What the task requires: How many lines of the material below contain the string "pink", with case counting? Reply with the number alone.

--- START OF Records for this task ---

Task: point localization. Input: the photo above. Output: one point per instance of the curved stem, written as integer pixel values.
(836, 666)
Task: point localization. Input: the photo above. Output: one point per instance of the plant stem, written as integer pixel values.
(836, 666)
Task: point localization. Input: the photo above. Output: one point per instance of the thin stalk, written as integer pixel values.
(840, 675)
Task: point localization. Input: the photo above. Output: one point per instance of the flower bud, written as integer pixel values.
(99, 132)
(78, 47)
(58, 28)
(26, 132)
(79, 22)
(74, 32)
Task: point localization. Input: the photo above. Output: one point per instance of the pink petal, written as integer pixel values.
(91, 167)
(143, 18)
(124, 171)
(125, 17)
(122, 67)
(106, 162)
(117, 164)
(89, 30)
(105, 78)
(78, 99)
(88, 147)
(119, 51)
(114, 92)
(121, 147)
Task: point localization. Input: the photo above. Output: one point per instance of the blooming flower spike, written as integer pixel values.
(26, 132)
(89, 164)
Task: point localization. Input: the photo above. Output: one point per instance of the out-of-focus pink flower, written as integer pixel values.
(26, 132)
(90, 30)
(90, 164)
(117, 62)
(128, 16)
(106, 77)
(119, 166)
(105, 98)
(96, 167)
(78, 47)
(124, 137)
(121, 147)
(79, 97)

--- END OF Records for this task ---
--- START OF Records for this task ---

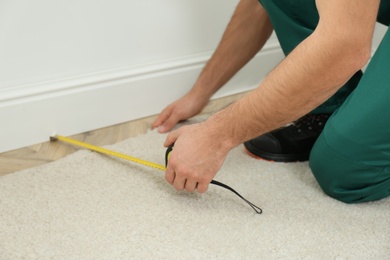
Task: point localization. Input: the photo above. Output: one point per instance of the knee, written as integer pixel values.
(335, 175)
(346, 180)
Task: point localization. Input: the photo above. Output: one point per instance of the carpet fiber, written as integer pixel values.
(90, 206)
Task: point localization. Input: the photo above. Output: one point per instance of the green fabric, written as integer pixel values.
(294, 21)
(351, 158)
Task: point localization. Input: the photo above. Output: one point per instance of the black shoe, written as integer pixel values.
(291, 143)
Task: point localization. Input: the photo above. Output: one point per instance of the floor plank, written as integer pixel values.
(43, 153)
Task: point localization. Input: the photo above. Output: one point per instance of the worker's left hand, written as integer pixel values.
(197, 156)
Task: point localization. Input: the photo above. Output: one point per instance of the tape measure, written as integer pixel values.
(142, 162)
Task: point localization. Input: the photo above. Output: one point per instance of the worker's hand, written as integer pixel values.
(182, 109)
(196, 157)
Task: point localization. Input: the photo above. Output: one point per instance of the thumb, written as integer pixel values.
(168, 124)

--- END OF Records for this task ---

Finished task: 2